Pictures do not belong in your copy. Repeat all the other data exactly.
-- start Record excerpts --
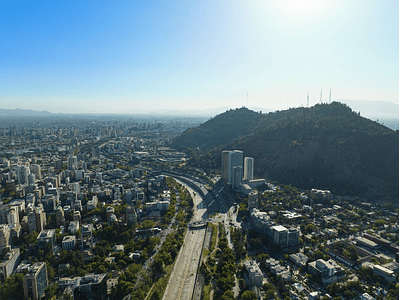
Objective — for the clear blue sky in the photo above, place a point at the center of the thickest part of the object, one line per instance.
(127, 56)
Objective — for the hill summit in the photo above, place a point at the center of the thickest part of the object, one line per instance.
(327, 146)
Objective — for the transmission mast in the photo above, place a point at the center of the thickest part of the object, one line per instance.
(320, 98)
(330, 89)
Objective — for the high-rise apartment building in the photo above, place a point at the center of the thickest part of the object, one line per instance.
(72, 162)
(236, 161)
(226, 162)
(60, 218)
(37, 219)
(13, 215)
(4, 236)
(22, 173)
(248, 168)
(231, 160)
(35, 281)
(47, 239)
(253, 199)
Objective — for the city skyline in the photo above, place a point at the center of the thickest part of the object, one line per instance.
(127, 57)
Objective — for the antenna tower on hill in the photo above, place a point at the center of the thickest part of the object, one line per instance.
(320, 98)
(330, 90)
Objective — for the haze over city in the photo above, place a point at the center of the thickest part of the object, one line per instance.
(132, 56)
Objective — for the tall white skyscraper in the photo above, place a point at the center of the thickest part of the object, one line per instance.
(248, 168)
(35, 169)
(231, 160)
(236, 161)
(23, 173)
(72, 162)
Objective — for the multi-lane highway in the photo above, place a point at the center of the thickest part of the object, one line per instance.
(183, 277)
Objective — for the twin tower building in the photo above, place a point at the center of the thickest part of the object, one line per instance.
(233, 170)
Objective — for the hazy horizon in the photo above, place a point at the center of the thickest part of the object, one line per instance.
(125, 56)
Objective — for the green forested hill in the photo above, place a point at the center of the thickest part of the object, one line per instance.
(325, 147)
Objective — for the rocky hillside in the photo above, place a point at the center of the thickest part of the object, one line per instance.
(325, 146)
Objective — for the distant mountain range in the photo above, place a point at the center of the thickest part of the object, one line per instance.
(325, 147)
(23, 112)
(369, 109)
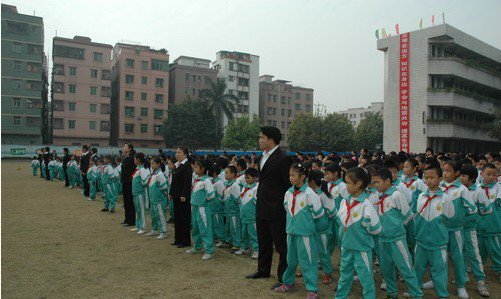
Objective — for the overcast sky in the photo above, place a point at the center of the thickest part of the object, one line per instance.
(325, 45)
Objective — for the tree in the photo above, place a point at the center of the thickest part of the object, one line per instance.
(190, 124)
(316, 133)
(220, 103)
(369, 132)
(241, 134)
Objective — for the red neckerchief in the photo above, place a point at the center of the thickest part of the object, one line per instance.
(428, 199)
(348, 215)
(294, 194)
(381, 202)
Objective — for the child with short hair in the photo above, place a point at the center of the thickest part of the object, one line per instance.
(358, 222)
(248, 213)
(432, 207)
(302, 207)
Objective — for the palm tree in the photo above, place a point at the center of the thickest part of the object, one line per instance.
(220, 103)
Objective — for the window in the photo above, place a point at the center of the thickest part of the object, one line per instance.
(159, 82)
(129, 111)
(129, 78)
(97, 56)
(129, 62)
(129, 95)
(16, 102)
(159, 113)
(105, 126)
(16, 120)
(129, 128)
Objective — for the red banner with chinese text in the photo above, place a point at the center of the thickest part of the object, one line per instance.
(404, 92)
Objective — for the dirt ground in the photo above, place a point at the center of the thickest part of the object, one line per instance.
(56, 244)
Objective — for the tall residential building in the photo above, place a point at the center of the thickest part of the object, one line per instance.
(280, 102)
(241, 72)
(187, 77)
(22, 77)
(356, 115)
(441, 86)
(81, 91)
(140, 95)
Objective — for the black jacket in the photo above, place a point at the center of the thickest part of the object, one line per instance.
(181, 181)
(273, 183)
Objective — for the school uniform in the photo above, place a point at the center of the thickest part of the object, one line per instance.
(302, 207)
(140, 195)
(463, 206)
(431, 210)
(358, 222)
(248, 217)
(231, 199)
(394, 213)
(157, 192)
(489, 227)
(202, 192)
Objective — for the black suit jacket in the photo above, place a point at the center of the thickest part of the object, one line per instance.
(181, 182)
(273, 183)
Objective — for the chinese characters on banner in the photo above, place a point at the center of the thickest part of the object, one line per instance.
(404, 92)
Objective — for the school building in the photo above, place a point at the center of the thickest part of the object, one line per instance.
(441, 86)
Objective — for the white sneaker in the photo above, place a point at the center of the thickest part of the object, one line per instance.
(191, 251)
(162, 236)
(207, 256)
(241, 251)
(462, 293)
(428, 285)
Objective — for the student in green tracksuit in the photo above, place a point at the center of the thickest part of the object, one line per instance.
(216, 207)
(432, 208)
(139, 192)
(231, 199)
(358, 222)
(302, 207)
(157, 191)
(451, 185)
(394, 213)
(489, 226)
(469, 175)
(248, 213)
(202, 192)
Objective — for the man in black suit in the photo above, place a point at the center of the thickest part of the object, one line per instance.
(66, 159)
(270, 213)
(84, 166)
(128, 167)
(180, 192)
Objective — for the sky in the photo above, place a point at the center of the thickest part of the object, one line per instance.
(329, 46)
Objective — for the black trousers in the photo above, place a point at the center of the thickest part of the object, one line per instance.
(182, 222)
(130, 213)
(86, 185)
(269, 232)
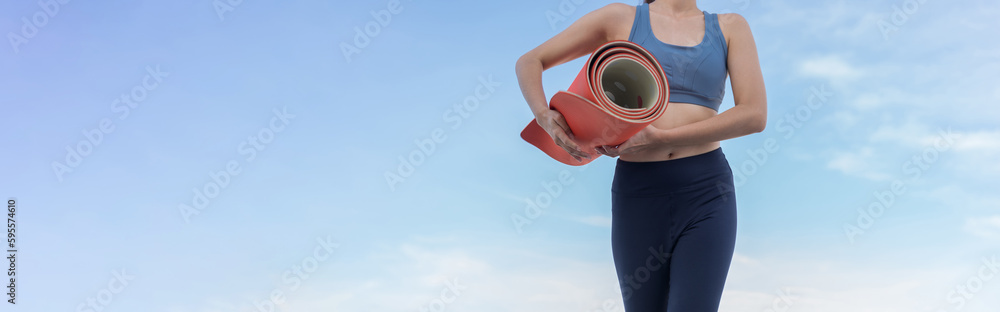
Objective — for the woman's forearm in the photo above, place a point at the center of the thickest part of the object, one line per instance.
(529, 78)
(732, 123)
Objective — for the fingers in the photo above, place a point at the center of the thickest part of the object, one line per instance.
(563, 140)
(609, 151)
(561, 122)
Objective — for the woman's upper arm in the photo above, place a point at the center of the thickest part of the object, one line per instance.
(744, 67)
(583, 36)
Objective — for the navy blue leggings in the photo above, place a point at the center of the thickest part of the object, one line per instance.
(673, 230)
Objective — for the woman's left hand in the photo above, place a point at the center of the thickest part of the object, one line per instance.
(644, 139)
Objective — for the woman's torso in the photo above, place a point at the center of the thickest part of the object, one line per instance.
(690, 31)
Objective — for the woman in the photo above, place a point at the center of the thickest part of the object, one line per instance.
(673, 204)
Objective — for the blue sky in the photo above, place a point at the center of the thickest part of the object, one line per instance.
(258, 105)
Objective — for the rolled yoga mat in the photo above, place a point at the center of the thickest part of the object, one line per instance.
(620, 90)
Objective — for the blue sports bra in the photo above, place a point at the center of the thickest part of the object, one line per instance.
(696, 74)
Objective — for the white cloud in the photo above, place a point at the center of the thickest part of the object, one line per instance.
(985, 227)
(831, 67)
(860, 163)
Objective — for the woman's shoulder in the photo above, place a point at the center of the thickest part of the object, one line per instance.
(733, 24)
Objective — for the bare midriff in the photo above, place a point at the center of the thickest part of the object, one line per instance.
(676, 115)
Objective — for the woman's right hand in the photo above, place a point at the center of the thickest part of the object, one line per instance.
(555, 125)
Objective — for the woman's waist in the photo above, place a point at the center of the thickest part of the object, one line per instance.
(659, 177)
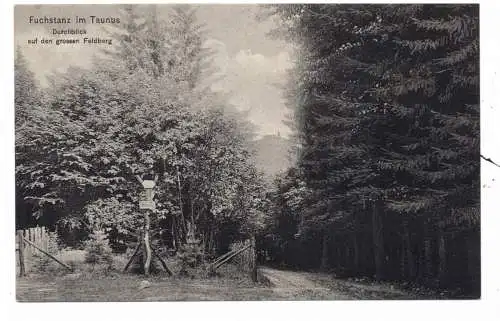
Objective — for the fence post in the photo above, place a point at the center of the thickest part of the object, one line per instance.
(20, 239)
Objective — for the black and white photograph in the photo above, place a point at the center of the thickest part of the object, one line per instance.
(247, 152)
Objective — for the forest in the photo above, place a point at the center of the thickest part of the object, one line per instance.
(383, 180)
(385, 102)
-- end Record excerpts --
* [Response to the exercise]
Objective — for the clear blue sky in the photo above, place a point at the center of the thickest part of the object, one line per instance.
(127, 56)
Objective — for the hill summit in the photo above, place a point at the center of the thickest part of the object, one line per instance.
(327, 146)
Objective — for the transmission mast in the photo above, place a point at the center of the thickest part of the object, one line per instance.
(320, 98)
(330, 89)
Objective — for the high-rise apartment building in the photo above, place a point at the center of the thickest part of the object, one line per instance.
(72, 162)
(236, 161)
(226, 162)
(60, 218)
(37, 219)
(13, 215)
(4, 236)
(22, 173)
(248, 168)
(231, 160)
(35, 281)
(47, 239)
(253, 199)
Objective — for the city skyline in the photo above, place a point at the center of the thickest part of the object, one line per instance.
(127, 57)
Objective — for the antenna tower on hill in the photo above, place a point at the center of the thickest part of the object, one line per instance.
(320, 98)
(330, 90)
Objective — for the haze over city in the photo above, place a point at the center of the thickest part of the object, one line per instance.
(132, 56)
Objective — for the tall white skyscraper in the photo above, place a point at the center of the thickest part of the object, one line per instance.
(248, 168)
(35, 169)
(231, 160)
(236, 161)
(23, 173)
(72, 162)
Objective — for the multi-lane highway in the photo above, place a point at the center of the thickest part of the object, one line per instance.
(183, 277)
Objective — for the twin tower building in the photo above, place a point at the center of the thickest part of the object, one line per instance.
(233, 170)
Objective — for the hazy horizon in the photo above, place a point at the center of the thickest part of the object, one line per instance.
(125, 56)
Objective — for the green forested hill in the photo above, place a point at the center of the thickest part of the object, one line per instance.
(325, 147)
Objective — for the rocky hillside in the photo above, place a point at the center of the thickest part of the object, one line per instance.
(325, 146)
Objective — for the distant mountain range in the photo above, place a point at the center of the thickest part of the object, one line per instance.
(325, 147)
(23, 112)
(369, 109)
Objective — for the overcast sky in the photo above, place a point at the center of the thickest part of the object, one line per instance.
(325, 45)
Objective — for the tree in the photo above, place a point at the center of the thickest part of the object, one line per instance.
(190, 124)
(316, 133)
(220, 103)
(369, 132)
(241, 134)
Objective — for the red neckerchief in the photo above, place a point at the center of the thickest part of the object, one line per instance.
(428, 199)
(348, 215)
(294, 194)
(381, 202)
Objective — for the child with short hair in the photo above, place a point at the center of the thickest part of the object, one line per instance.
(358, 222)
(248, 213)
(432, 207)
(302, 207)
Objective — for the palm tree in the photo above, place a point at the center of the thickest part of the object, one line per instance.
(220, 103)
Objective — for the window in the photo above, place a point at the center of the thickest part of the object, one line per instance.
(159, 82)
(129, 111)
(129, 78)
(97, 56)
(129, 62)
(129, 95)
(16, 102)
(159, 113)
(105, 126)
(16, 120)
(129, 128)
Objective — for the red banner with chinese text in the photo above, place a point at the center of the thickest part of the object, one line per instance.
(404, 92)
Objective — for the dirt ground in the photo above, place a point at the center of the thickest part of the object, one line per instance.
(56, 244)
Objective — for the tall residential building in the photo above, place a point at the center of the thickest part of the object, one line per instance.
(280, 102)
(241, 72)
(187, 77)
(22, 77)
(356, 115)
(441, 86)
(81, 91)
(140, 95)
Objective — for the black jacket in the photo above, place a point at the center of the thickest part of the object, one line per instance.
(181, 181)
(273, 183)
Objective — for the school uniform in the photo above, place a point at the center of the thickest part of the object, one line per instance.
(302, 207)
(140, 195)
(463, 206)
(431, 210)
(358, 222)
(248, 217)
(231, 199)
(394, 213)
(157, 192)
(489, 227)
(202, 192)
Objective — for the black suit jacket in the photo above, place a point at the center of the thickest part of the object, one line per instance.
(181, 182)
(273, 183)
Objective — for the chinese characters on banner in the photo above, place a point at the center of the thickest part of the object, one line per instance.
(404, 92)
Objective — for the school building in the photo above, place a point at the center of the thickest part of the object, one line per instance.
(441, 86)
Objective — for the white sneaker in the photo above, place a point at the center of the thickest part of the object, one line per instance.
(191, 251)
(162, 236)
(207, 256)
(241, 251)
(462, 293)
(428, 285)
Objective — for the student in green tracksuit in the photo above, place a point at the center of the thickest part of the object, one line per instance.
(216, 207)
(432, 208)
(139, 192)
(231, 199)
(358, 222)
(302, 207)
(157, 191)
(451, 185)
(394, 213)
(489, 226)
(469, 175)
(248, 213)
(202, 192)
Objective — for the man in black suit in the photo above, place a point at the center of the thickest part of the object, one line per instance.
(66, 159)
(270, 213)
(84, 166)
(128, 167)
(180, 192)
Objective — for the sky in the photo above, place a point at the center of the thickest part of the object, one line per instance.
(329, 46)
Objective — for the black trousers in the photo above, place a point at the center of the thickest part of the object, one line per instance.
(182, 222)
(130, 213)
(86, 185)
(269, 232)
Objective — for the woman's forearm in the photo above, place a point at the center of the thickest part of the object, one line per instance.
(529, 78)
(732, 123)
Objective — for the fingers in the photo above, place a point at the center of the thickest part of the object, one line per instance.
(563, 140)
(609, 151)
(561, 122)
Objective — for the woman's upper arm in the photo above, place a point at the center of the thickest part of the object, one line per instance.
(744, 67)
(583, 36)
Objective — for the navy blue leggings in the photo above, place a point at the center of the thickest part of the object, one line per instance.
(673, 230)
Objective — for the woman's left hand in the photo above, place a point at the center of the thickest part of the object, one line per instance.
(644, 139)
Objective — for the woman's torso in the photo above, place a point at the center of the thickest part of the object, one line per instance.
(690, 31)
Objective — for the woman in the photo above, place a point at the center of the thickest part of the object, one line per instance.
(673, 204)
Objective — for the blue sky in the photo above, place a point at the center of the thickest part of the object, one line per instance.
(258, 105)
Objective — for the rolled yoga mat in the photo above, place a point at the center of the thickest part of the object, one line per instance.
(620, 90)
Objective — for the blue sports bra in the photo above, place a point at the center of the thickest part of the object, one line per instance.
(696, 74)
Objective — for the white cloud in the photo above, place a point at the center of the thickest part of the object, one line per instance.
(985, 227)
(831, 67)
(860, 163)
Objective — for the woman's shoulder in the photo above, place a point at the center of the thickest part of the object, one line per instance.
(733, 24)
Objective — for the bare midriff in the photo above, place a point at the center of the thickest part of the object, one line per instance.
(676, 115)
Objective — for the woman's right hand in the photo above, place a point at the center of the thickest part of the object, one line per instance.
(555, 125)
Objective — for the woman's waist in the photo above, place a point at the center of the thickest part of the object, one line per instance.
(659, 177)
Objective — for the fence post in the photo above, place a point at the center of the thickest part of the object, one line per instance.
(20, 239)
Objective — for the black and white photograph in the photo above, place a point at the center of the thickest part of the object, one line per instance.
(247, 152)
Objective — for the forest in the photo above, place a point at the center of the thickest part of the object, one line per instance.
(383, 180)
(385, 102)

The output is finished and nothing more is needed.